Restaurant bearing brunt of city's decision to close Kildonan Park, owner says

The owner of a restaurant in Kildonan Park is worried the City of Winnipeg's move to close the park over safety concerns in the wake of the snowstorm earlier this month will force the business to fold.

The City of Winnipeg says four parks could be closed for several weeks

Kildonan Park, which is home to Prairie's Edge restaurant, and three other city parks are expected to remain closed for weeks. (Jerry Grajewski, Grajewski Fotograph Inc.)

The owner of a restaurant in Kildonan Park is worried the City of Winnipeg's move to close the park will force his business to fold.

Last week, the city closed four parks over safety concerns in the wake of the snowstorm earlier this month.

Doug Stephen, the president of Wow Hospitality Concepts — which owns and manages Prairie's Edge restaurant — said he hasn't been told how long Kildonan Park will be closed for.

"My real issue is the fact that they've closed this park without any particular concern for us and our business," he told CBC News.

Starting Wednesday, Prairie's Edge is holding a pop-up restaurant on the Esplanade Riel in the Mon Ami Louis space.

But that's a stop-gap measure, he said. Most people don't want to walk across a bridge in cold, windy weather to dine in the seasonal space.

Work continues to clean up after thousands of Winnipeg trees were damaged in a snowstorm earlier this month. (Trevor Brine/CBC)

The pop-up is open Oct. 23-25, the 27th, and Oct. 30-Nov. 3. It will offer limited menu items during varying hours from Wednesday to Sunday.

After the two weeks, Stephen said Wow Hospitality will reassess the situation.

"If this is a prolonged closure, the challenge for me is do we just shutter the restaurant," he said.

"It isn't worth our while to continue to lose money while we wait for the city to decide when they're going to look after that problem."

Stephen told CBC News Prairie's Edge employs 25 people. If the restaurant closes, those employees will hopefully find work at the other restaurants Wow Hospitality manages.

Storm cleanup

The City of Winnipeg said more than 30,000 city-owned trees were damaged in the snowstorm. The situation was so dire that the city declared a state of emergency.

In terms of cleanup, parks rank low on the city's priority list. That doesn't bode well for Stephen.

*Task instructions*
1. According to the Kildonan Park article, how many people does Prairie's Edge employ?
2. Decide whether each statement agrees with the Kildonan Park article. Answer yes or no, and quote the words that settle it.
(a) The city closed four parks last week.
(b) Stephen has been told how long Kildonan Park will stay closed.
(c) Parks rank high on the city's cleanup priority list.
3. Repeat the part of the Kildonan Park article that starts with "Doug Stephen, the" and goes on through "Wednesday to Sunday.".
The material that follows comes from a different source than the Kildonan Park article.

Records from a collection
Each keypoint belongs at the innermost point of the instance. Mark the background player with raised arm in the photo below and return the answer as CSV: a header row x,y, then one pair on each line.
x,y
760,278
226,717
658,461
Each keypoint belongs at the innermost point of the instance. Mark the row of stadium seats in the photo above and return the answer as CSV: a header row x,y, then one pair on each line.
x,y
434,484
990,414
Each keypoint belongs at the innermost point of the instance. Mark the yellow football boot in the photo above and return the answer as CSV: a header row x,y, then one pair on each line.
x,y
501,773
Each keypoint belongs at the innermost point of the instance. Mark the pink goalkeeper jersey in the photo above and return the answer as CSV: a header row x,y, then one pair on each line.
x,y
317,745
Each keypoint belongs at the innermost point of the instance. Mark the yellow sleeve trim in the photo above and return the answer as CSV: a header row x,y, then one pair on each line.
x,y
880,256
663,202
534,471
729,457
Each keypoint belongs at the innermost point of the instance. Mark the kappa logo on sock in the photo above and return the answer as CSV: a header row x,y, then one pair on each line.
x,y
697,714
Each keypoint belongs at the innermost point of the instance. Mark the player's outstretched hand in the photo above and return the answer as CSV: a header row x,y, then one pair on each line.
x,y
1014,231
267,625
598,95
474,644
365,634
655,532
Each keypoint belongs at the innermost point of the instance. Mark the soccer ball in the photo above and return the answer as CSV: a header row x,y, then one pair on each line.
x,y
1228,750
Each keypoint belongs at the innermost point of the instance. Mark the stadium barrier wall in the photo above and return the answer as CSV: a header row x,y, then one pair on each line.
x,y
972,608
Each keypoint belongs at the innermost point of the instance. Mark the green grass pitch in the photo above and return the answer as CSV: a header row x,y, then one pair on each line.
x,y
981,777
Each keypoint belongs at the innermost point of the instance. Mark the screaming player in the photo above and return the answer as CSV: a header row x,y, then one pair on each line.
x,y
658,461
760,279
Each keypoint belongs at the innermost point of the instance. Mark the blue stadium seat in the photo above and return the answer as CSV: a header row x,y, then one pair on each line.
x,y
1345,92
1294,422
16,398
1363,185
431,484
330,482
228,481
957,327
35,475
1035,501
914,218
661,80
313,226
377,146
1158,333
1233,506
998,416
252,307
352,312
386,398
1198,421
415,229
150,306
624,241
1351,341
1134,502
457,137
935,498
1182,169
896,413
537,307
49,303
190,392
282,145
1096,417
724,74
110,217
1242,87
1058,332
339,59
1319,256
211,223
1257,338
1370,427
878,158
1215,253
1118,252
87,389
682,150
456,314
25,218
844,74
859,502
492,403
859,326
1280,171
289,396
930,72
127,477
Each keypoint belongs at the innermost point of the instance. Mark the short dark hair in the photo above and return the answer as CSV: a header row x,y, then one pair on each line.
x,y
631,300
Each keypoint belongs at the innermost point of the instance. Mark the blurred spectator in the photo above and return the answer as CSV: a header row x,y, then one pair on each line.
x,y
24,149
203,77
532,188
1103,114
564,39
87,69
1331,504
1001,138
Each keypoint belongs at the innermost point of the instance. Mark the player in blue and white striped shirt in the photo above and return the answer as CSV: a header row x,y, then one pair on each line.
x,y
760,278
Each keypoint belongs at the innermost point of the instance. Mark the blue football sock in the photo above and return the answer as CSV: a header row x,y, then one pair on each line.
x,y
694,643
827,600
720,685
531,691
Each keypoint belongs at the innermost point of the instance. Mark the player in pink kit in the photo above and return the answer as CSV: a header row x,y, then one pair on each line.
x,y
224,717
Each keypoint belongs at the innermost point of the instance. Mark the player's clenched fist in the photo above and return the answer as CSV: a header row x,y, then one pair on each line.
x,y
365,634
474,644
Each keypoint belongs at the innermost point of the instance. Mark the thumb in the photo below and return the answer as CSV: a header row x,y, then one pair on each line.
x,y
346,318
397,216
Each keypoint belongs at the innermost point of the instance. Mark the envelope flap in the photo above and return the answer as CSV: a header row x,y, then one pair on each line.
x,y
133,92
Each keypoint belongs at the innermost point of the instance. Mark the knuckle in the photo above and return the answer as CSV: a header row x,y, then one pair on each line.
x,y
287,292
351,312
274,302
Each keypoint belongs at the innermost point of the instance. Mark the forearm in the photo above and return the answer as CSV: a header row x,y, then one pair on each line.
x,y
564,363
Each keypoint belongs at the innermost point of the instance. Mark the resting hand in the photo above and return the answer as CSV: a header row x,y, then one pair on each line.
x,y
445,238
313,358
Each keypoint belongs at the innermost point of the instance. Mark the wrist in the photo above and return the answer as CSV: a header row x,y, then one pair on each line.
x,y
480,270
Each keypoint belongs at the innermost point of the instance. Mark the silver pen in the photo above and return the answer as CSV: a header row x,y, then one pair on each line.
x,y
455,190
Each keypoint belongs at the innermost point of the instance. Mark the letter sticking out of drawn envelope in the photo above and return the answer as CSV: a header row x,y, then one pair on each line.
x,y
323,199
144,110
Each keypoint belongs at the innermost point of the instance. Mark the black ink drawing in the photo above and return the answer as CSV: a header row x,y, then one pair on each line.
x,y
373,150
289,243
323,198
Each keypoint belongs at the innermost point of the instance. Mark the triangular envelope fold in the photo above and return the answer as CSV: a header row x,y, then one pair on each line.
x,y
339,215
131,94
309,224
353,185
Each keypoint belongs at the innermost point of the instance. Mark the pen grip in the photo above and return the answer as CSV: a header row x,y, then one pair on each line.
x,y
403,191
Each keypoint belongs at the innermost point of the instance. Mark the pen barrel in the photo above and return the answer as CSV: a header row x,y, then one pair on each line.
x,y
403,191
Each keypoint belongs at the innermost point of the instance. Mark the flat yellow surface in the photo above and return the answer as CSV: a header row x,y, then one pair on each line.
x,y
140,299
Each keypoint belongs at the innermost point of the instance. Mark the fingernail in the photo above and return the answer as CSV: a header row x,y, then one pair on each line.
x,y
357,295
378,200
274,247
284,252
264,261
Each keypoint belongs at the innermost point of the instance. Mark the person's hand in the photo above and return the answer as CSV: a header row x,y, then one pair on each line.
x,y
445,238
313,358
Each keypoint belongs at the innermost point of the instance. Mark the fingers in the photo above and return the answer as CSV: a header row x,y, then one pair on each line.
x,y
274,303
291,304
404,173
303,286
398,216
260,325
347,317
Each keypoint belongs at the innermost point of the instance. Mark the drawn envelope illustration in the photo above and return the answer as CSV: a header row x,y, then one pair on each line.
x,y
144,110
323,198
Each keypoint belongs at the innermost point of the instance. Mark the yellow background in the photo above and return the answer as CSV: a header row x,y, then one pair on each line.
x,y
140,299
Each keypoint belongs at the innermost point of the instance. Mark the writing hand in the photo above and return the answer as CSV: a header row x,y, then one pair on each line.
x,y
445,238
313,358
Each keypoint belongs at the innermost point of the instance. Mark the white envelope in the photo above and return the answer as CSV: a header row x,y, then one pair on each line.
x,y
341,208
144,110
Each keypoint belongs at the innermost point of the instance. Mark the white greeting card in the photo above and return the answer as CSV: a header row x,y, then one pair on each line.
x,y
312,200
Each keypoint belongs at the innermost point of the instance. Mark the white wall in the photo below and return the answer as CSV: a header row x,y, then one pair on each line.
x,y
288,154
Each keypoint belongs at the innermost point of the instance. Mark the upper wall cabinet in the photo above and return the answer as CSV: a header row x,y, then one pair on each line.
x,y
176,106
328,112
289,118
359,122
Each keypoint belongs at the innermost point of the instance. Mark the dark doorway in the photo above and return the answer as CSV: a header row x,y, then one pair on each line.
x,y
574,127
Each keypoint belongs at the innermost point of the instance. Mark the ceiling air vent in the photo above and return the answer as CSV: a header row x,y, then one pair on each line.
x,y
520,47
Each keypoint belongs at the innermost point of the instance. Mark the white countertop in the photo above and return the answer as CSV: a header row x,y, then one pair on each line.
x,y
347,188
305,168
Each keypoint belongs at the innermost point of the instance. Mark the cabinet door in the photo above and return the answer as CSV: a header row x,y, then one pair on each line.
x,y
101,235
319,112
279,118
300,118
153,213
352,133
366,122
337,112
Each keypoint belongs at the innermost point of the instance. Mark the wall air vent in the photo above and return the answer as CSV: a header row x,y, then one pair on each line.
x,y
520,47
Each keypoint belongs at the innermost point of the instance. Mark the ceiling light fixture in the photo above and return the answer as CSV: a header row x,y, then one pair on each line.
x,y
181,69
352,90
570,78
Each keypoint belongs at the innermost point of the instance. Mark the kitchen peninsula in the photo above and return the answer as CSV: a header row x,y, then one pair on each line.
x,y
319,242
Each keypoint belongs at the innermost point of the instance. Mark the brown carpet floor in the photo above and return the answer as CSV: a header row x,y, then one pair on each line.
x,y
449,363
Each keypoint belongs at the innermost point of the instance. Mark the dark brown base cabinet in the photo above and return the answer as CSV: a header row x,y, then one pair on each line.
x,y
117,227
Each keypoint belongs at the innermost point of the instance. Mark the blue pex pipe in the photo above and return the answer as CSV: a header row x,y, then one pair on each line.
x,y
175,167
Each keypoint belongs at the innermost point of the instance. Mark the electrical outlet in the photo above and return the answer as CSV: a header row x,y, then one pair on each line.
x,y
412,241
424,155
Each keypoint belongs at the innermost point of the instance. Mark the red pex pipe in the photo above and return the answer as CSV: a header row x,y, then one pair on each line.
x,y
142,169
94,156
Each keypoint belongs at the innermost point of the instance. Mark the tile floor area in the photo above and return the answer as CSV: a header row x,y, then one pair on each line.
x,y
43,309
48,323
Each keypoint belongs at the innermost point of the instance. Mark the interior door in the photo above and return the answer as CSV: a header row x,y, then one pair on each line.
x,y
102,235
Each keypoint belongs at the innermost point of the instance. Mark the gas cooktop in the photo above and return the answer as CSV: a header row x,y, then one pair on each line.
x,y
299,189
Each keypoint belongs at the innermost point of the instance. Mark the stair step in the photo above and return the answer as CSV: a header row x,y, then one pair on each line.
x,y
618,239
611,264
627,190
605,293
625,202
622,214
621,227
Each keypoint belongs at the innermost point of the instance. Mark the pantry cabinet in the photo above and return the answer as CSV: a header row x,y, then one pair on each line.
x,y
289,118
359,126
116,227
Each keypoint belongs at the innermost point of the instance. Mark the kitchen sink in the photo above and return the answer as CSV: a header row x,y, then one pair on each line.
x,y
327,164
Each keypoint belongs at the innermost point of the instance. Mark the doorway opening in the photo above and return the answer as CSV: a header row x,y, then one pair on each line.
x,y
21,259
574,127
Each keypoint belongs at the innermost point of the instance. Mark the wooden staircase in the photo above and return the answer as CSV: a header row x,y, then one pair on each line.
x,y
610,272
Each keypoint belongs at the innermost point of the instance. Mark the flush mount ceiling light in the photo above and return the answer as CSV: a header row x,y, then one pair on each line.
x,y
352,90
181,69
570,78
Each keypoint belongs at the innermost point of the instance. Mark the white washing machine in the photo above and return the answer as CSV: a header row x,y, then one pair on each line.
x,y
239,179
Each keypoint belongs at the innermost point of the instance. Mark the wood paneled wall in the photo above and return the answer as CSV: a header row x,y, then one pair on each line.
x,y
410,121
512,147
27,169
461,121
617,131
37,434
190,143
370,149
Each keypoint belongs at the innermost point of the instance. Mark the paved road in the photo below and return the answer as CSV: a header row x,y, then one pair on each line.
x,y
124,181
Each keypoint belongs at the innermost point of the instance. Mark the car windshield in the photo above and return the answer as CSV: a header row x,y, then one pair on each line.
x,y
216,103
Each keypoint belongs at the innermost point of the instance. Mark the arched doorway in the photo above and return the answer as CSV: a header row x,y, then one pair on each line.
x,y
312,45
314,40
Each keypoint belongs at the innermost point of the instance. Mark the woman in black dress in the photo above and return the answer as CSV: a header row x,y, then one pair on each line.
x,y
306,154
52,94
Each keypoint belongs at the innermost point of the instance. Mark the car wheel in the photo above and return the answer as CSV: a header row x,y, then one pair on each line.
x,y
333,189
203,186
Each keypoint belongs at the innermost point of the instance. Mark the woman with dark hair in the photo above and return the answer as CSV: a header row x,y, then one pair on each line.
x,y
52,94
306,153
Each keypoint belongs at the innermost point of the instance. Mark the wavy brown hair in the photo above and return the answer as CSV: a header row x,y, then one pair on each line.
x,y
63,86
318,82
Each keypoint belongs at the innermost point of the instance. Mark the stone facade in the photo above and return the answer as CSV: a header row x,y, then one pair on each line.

*Answers for the exercise*
1. Prairie's Edge employs 25 people.

2.
(a) Yes: "Last week, the city closed four parks over safety concerns in the wake of the snowstorm earlier this month."
(b) No: "said he hasn't been told how long Kildonan Park will be closed for."
(c) No: "In terms of cleanup, parks rank low on the city's priority list."

3.
Doug Stephen, the president of Wow Hospitality Concepts — which owns and manages Prairie's Edge restaurant — said he hasn't been told how long Kildonan Park will be closed for.

"My real issue is the fact that they've closed this park without any particular concern for us and our business," he told CBC News.

Starting Wednesday, Prairie's Edge is holding a pop-up restaurant on the Esplanade Riel in the Mon Ami Louis space.

But that's a stop-gap measure, he said. Most people don't want to walk across a bridge in cold, windy weather to dine in the seasonal space.

Work continues to clean up after thousands of Winnipeg trees were damaged in a snowstorm earlier this month. (Trevor Brine/CBC)

The pop-up is open Oct. 23-25, the 27th, and Oct. 30-Nov. 3. It will offer limited menu items during varying hours from Wednesday to Sunday.